GIVEN TASK: Write out exactly the lines running from the line that includes "TARGET = bird's open beak" to the end of the data, both ends included, and nothing besides.

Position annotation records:
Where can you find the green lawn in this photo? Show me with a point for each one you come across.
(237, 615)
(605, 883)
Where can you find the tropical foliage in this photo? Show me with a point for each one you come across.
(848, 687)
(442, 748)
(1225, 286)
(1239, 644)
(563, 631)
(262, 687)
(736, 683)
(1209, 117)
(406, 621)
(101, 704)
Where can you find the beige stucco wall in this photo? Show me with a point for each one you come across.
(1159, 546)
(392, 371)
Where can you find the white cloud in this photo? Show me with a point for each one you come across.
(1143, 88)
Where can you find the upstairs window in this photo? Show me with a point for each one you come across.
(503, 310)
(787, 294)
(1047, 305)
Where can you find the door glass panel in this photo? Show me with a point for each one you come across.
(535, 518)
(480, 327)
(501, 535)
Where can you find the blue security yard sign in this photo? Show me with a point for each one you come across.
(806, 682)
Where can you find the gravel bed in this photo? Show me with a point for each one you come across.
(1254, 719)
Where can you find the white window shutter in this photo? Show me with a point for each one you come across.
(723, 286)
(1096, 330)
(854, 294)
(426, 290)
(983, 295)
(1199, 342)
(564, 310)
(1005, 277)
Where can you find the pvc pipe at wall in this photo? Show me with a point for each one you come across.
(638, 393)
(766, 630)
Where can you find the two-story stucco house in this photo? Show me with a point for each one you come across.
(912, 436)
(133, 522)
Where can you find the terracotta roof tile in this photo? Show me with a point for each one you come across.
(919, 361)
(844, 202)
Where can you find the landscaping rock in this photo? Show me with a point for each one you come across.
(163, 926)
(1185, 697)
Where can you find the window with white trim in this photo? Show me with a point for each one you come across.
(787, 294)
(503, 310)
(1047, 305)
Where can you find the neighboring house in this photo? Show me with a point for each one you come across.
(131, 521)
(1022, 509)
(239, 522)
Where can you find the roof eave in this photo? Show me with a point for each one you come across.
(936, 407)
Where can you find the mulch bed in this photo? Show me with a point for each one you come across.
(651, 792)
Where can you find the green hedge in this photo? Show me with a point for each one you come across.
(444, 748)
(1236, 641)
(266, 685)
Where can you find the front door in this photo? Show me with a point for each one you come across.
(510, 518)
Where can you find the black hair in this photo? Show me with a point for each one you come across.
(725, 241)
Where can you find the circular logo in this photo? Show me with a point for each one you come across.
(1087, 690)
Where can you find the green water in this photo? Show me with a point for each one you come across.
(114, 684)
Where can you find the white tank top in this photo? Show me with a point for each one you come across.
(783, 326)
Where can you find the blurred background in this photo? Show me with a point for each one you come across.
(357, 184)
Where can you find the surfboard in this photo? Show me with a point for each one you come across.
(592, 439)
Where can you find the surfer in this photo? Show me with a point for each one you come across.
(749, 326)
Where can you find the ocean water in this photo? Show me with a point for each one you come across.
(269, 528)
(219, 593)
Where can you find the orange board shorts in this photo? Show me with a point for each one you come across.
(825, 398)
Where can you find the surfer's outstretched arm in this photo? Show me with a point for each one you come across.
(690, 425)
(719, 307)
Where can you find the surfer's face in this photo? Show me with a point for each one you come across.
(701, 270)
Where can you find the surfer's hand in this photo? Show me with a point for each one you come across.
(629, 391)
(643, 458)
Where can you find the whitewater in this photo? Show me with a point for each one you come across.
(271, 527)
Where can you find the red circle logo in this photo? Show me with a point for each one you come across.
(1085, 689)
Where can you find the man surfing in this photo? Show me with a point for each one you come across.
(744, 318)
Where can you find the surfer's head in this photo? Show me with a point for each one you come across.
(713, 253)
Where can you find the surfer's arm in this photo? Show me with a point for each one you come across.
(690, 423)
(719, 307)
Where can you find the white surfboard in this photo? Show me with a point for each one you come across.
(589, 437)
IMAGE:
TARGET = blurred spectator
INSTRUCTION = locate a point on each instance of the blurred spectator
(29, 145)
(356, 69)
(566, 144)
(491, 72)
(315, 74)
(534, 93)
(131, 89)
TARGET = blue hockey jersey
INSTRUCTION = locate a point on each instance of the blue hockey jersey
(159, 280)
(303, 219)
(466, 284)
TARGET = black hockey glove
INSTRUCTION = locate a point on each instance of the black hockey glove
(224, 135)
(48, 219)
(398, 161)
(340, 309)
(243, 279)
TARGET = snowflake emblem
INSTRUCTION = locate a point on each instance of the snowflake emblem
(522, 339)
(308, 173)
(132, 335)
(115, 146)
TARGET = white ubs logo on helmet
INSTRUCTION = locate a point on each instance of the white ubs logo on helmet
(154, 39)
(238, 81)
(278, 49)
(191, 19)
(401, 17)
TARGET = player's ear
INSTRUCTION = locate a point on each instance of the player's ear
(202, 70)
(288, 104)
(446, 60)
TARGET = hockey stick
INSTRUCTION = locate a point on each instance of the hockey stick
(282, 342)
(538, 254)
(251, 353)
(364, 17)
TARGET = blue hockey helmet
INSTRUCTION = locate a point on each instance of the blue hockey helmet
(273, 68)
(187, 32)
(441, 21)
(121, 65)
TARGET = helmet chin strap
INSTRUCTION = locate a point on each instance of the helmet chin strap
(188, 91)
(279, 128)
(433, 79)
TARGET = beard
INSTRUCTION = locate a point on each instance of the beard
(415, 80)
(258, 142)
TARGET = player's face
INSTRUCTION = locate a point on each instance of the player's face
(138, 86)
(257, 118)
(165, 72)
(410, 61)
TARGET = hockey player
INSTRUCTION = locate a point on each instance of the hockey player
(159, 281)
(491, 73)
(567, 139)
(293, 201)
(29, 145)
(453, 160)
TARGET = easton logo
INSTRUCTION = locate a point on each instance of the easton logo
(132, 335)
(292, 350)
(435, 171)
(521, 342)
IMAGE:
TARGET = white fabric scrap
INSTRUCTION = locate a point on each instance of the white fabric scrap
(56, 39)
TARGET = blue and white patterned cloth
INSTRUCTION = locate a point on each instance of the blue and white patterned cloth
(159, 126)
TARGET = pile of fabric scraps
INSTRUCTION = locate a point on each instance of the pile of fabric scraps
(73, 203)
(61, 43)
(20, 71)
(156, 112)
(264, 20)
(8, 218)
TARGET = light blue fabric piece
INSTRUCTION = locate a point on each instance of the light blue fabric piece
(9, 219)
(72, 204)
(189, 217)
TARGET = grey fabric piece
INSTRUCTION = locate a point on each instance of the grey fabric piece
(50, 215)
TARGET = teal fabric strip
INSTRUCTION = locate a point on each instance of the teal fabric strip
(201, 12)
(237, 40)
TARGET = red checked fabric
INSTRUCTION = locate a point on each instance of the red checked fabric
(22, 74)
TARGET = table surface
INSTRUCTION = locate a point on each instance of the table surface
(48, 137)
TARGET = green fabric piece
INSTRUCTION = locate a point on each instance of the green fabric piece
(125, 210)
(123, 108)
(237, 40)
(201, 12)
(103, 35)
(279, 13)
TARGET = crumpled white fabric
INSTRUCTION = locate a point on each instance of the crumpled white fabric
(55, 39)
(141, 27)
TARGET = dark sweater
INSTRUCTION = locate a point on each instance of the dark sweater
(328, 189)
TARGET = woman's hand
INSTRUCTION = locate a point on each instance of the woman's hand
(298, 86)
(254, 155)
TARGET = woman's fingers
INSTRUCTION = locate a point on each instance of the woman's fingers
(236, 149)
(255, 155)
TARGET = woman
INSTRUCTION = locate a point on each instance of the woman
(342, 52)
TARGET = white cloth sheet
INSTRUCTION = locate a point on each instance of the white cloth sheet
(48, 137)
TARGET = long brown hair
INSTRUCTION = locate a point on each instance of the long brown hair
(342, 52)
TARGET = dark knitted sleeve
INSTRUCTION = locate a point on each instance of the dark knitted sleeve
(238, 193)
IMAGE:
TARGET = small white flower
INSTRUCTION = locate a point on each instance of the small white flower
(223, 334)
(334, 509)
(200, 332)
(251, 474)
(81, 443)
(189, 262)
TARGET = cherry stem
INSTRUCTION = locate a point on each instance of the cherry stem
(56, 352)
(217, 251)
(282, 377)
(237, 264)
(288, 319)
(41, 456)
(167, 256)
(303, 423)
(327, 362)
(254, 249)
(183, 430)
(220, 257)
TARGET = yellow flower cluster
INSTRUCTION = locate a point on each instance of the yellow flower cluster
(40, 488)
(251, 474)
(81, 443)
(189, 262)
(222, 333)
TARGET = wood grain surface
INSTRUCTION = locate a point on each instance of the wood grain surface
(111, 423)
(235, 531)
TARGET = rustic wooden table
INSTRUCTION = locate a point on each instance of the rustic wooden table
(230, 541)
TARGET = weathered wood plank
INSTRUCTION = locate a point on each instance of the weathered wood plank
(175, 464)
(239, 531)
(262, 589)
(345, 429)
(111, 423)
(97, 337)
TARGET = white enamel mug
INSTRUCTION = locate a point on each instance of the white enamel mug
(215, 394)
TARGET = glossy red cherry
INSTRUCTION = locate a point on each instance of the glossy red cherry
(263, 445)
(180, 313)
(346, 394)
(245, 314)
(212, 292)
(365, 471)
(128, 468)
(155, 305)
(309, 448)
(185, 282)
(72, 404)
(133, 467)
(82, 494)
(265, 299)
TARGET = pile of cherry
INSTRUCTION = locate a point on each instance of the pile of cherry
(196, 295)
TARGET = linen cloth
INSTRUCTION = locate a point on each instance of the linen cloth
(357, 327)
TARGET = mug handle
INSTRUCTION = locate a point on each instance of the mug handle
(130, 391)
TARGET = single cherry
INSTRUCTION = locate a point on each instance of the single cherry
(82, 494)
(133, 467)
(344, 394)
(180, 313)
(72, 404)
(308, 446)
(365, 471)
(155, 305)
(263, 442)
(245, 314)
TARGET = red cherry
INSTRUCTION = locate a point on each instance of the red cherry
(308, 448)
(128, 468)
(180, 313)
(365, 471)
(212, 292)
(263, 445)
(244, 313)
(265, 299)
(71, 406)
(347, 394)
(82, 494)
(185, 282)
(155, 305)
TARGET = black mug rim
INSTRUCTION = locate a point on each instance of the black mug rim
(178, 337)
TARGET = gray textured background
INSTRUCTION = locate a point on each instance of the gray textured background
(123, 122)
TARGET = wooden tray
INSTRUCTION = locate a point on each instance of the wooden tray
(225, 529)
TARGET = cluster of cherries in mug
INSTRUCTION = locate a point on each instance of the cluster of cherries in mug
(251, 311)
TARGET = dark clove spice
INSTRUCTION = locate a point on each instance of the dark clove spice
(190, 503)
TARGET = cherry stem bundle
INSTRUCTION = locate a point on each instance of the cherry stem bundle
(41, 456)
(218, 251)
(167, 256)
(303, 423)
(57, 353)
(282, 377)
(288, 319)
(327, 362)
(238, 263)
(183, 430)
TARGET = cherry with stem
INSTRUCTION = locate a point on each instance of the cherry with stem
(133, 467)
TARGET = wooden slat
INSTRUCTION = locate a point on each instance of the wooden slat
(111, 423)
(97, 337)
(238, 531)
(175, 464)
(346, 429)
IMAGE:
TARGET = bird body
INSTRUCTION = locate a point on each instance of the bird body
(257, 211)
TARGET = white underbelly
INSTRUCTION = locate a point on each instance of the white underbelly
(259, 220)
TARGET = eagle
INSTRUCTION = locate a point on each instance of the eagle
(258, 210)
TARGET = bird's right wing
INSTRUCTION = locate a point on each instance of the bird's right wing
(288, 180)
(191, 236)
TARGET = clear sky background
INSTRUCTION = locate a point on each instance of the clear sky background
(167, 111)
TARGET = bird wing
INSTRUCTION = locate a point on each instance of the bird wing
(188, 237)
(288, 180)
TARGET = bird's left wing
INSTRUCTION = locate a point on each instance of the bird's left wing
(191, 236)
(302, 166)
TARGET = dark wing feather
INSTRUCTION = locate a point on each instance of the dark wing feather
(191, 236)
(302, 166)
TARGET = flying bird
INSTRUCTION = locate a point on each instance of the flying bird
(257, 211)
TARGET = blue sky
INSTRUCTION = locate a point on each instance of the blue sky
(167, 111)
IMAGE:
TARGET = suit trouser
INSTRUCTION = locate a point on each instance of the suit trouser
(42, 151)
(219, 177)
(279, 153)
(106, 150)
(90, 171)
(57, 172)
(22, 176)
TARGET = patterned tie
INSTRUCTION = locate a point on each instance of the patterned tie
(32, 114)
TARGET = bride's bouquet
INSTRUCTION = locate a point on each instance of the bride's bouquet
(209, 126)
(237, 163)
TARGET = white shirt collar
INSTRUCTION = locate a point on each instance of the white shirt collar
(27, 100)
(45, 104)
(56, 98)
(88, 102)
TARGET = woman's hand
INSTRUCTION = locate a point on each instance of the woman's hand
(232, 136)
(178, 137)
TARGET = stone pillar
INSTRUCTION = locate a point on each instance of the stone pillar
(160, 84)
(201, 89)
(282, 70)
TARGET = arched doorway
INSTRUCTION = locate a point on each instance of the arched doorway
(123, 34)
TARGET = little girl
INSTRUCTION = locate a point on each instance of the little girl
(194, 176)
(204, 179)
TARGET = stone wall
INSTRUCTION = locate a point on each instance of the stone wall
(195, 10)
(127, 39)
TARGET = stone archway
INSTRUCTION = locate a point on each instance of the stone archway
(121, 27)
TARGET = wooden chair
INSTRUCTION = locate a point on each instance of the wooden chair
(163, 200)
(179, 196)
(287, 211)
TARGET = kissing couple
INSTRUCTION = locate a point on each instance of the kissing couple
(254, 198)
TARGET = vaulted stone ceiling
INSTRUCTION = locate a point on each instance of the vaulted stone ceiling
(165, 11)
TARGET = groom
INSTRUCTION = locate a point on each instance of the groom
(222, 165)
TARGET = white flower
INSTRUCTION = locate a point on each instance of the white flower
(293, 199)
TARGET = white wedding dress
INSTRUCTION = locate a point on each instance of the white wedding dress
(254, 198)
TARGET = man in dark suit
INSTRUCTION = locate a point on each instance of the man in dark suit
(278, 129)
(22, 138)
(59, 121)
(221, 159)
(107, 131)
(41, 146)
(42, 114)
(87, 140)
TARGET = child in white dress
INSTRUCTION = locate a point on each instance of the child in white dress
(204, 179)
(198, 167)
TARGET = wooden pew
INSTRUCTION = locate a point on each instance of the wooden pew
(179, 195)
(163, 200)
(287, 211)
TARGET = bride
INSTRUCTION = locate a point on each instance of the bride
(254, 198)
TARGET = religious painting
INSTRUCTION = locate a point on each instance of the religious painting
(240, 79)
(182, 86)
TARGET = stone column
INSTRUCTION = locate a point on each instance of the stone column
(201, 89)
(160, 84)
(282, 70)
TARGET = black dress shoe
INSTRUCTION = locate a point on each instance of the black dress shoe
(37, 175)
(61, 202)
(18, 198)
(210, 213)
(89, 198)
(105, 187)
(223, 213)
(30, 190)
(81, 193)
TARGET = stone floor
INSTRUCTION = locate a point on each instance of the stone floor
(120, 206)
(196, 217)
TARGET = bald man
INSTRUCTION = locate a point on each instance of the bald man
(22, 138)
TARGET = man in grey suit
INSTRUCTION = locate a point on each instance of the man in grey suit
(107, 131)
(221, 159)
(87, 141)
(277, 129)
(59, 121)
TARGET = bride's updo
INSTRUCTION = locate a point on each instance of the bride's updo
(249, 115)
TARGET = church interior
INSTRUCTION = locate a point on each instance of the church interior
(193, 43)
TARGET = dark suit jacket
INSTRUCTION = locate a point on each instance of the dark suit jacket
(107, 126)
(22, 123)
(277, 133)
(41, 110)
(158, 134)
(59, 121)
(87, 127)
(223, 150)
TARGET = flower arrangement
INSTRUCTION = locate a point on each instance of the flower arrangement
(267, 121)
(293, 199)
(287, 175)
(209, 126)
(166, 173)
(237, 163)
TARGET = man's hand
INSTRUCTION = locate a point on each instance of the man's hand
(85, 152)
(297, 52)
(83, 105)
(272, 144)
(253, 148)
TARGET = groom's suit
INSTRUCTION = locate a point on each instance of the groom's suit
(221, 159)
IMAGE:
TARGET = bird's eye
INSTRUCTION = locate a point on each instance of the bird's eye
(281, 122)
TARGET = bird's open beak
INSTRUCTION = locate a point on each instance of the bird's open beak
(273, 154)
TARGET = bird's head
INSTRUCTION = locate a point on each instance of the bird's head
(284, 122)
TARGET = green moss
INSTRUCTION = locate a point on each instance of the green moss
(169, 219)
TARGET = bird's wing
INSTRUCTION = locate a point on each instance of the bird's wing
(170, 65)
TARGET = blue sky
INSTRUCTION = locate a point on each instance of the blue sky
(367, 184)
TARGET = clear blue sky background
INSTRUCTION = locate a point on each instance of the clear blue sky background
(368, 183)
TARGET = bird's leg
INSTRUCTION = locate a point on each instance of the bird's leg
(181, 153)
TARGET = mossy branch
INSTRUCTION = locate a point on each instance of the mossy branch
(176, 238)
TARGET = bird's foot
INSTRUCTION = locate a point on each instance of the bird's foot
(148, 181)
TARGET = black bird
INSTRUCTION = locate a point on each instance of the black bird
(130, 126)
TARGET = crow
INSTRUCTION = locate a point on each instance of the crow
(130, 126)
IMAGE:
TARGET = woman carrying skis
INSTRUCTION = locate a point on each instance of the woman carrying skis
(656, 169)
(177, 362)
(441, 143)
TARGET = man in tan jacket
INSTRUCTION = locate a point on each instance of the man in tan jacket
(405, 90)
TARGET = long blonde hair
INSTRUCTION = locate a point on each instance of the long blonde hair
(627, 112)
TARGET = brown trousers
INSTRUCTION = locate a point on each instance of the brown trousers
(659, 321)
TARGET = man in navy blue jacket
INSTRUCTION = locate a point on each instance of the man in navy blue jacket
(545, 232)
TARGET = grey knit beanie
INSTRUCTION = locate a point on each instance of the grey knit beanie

EXERCISE ANSWER:
TARGET = bird's open beak
INSTRUCTION = locate a point on each instance of the bird's open beak
(273, 154)
TARGET = bird's head
INSTRUCTION = locate a point on each instance of the bird's head
(284, 122)
TARGET = green moss
INSTRUCTION = locate a point on each instance of the green moss
(169, 219)
TARGET = bird's wing
INSTRUCTION = locate a point on each instance of the bird's wing
(170, 65)
TARGET = blue sky
INSTRUCTION = locate a point on each instance of the blue sky
(367, 184)
TARGET = clear blue sky background
INSTRUCTION = locate a point on each instance of the clear blue sky background
(368, 183)
TARGET = bird's leg
INSTRUCTION = locate a point on each instance of the bird's leg
(181, 153)
TARGET = mossy branch
INSTRUCTION = locate a point on each instance of the mossy branch
(176, 238)
TARGET = bird's foot
INSTRUCTION = locate a point on each instance of the bird's foot
(148, 181)
TARGET = black bird
INSTRUCTION = locate a point on each instance of the black bird
(130, 126)
TARGET = crow
INSTRUCTION = locate a point on each instance of the crow
(130, 126)
IMAGE:
TARGET = woman carrying skis
INSTRUCTION = locate a point on each instance of the woman carrying skis
(656, 169)
(177, 362)
(441, 143)
TARGET = man in tan jacket
INSTRUCTION = locate a point on each instance of the man in tan jacket
(405, 90)
TARGET = long blonde hair
INSTRUCTION = locate a point on each instance of the long blonde hair
(627, 112)
TARGET = brown trousers
INSTRUCTION = locate a point on each instance of the brown trousers
(659, 321)
TARGET = man in navy blue jacket
INSTRUCTION = locate a point on each instance of the man in navy blue jacket
(545, 232)
TARGET = grey knit beanie
INSTRUCTION = locate a point on each instance of the grey knit beanie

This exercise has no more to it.